> [Records to process]:

┌──

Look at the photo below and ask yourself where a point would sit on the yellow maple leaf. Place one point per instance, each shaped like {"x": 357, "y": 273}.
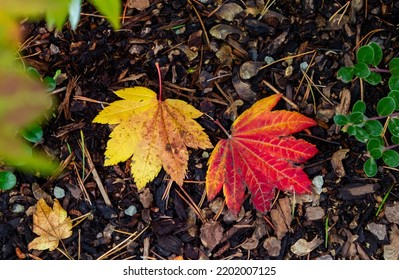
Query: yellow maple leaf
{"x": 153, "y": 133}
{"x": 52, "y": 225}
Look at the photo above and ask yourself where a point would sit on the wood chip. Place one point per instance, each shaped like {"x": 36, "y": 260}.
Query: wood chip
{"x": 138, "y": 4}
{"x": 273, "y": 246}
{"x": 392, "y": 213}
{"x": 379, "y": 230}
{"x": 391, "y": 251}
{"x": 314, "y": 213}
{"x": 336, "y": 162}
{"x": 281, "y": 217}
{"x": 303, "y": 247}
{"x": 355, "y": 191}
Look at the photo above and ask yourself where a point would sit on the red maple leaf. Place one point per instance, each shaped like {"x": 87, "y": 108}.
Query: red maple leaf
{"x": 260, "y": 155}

└──
┌──

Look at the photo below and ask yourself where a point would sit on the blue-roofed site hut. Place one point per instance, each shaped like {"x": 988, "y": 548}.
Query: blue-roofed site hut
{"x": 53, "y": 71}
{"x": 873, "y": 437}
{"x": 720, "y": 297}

└──
┌──

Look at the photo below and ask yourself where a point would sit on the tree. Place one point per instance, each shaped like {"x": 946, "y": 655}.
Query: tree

└──

> [Exercise]:
Extract each line of the items above that contains the string "tree".

> [Right answer]:
Look at the photo below and ask yourself where a point would sit on the tree. Place one point per instance, each shaped like {"x": 946, "y": 655}.
Query: tree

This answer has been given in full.